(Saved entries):
╭──

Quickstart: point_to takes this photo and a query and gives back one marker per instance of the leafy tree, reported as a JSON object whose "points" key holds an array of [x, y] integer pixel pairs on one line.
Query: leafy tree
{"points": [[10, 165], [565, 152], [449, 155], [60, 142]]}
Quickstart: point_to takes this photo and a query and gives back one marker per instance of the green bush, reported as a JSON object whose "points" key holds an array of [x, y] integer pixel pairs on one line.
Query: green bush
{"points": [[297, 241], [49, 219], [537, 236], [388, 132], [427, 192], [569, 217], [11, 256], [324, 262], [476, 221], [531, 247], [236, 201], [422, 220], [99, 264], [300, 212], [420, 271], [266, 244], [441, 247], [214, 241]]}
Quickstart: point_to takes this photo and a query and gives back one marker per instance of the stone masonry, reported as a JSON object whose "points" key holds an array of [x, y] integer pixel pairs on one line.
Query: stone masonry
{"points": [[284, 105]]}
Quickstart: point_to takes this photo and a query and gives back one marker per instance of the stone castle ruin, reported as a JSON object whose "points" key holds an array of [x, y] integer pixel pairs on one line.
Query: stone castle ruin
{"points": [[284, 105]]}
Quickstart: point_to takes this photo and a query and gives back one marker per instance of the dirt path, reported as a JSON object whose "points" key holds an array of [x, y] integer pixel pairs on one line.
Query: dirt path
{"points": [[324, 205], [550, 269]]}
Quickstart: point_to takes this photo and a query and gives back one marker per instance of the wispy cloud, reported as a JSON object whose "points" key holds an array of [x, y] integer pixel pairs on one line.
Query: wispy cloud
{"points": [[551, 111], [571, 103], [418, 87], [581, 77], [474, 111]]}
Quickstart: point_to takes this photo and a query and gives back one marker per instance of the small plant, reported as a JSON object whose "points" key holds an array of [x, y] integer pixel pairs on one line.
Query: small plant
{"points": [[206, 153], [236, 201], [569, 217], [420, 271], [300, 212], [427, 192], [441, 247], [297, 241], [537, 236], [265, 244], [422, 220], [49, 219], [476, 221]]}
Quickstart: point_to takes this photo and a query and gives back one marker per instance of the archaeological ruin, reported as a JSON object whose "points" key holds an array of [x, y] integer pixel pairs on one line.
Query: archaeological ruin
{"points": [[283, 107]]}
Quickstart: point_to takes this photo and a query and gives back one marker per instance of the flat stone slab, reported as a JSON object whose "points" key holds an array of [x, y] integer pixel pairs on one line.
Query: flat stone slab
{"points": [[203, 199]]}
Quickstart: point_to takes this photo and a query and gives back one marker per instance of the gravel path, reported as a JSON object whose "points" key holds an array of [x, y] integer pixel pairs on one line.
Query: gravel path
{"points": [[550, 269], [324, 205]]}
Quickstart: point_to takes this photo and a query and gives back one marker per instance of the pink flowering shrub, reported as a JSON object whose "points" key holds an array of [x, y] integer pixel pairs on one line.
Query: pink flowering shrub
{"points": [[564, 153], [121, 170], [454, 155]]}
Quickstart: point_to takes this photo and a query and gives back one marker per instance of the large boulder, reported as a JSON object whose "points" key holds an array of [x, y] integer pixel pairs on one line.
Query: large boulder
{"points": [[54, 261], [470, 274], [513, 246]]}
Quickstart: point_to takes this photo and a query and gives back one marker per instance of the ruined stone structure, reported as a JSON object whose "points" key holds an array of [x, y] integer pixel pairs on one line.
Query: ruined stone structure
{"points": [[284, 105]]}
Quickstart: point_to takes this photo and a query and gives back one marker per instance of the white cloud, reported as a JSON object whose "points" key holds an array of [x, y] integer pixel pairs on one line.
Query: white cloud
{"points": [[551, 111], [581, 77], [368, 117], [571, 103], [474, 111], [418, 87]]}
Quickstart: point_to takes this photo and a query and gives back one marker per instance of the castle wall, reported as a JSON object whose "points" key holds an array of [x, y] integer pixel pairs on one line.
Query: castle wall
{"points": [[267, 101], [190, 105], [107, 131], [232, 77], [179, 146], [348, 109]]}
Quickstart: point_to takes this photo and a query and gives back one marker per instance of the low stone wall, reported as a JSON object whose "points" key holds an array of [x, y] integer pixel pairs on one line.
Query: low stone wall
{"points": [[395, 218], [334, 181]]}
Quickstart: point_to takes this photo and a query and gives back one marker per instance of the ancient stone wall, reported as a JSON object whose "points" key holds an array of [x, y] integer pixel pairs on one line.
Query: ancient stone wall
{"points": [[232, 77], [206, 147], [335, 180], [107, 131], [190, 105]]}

╰──

(Problem to work on): All that is needed is the exact run of lines above from the line containing "Query: white cloud" through the line containing "of the ancient", both of them included.

(Exercise solution):
Query: white cloud
{"points": [[551, 111], [581, 77], [368, 117], [571, 103], [474, 111], [418, 87]]}
Quickstart: point_to takes this photo and a query and gives back one marker per instance of the castle wall, reported as a JSON object whose "points" key holds an array of [x, y] integer pixel pairs on one line.
Query: castle wall
{"points": [[267, 101], [190, 105], [107, 131], [232, 77], [179, 146], [348, 109]]}
Quickstart: point_to takes this photo and a query and gives back one marker per instance of the low stone wall, reported as a JSON object whose "points" key holds an array of [x, y] integer pixel pairs on one line.
Query: low stone wall
{"points": [[395, 218], [334, 181]]}
Quickstart: point_to takes this photo and a query and gives back one marker per instance of the ancient stone wall, reported as a JSON object whose "points" key holds an array of [x, y] integer pixel pairs on one line.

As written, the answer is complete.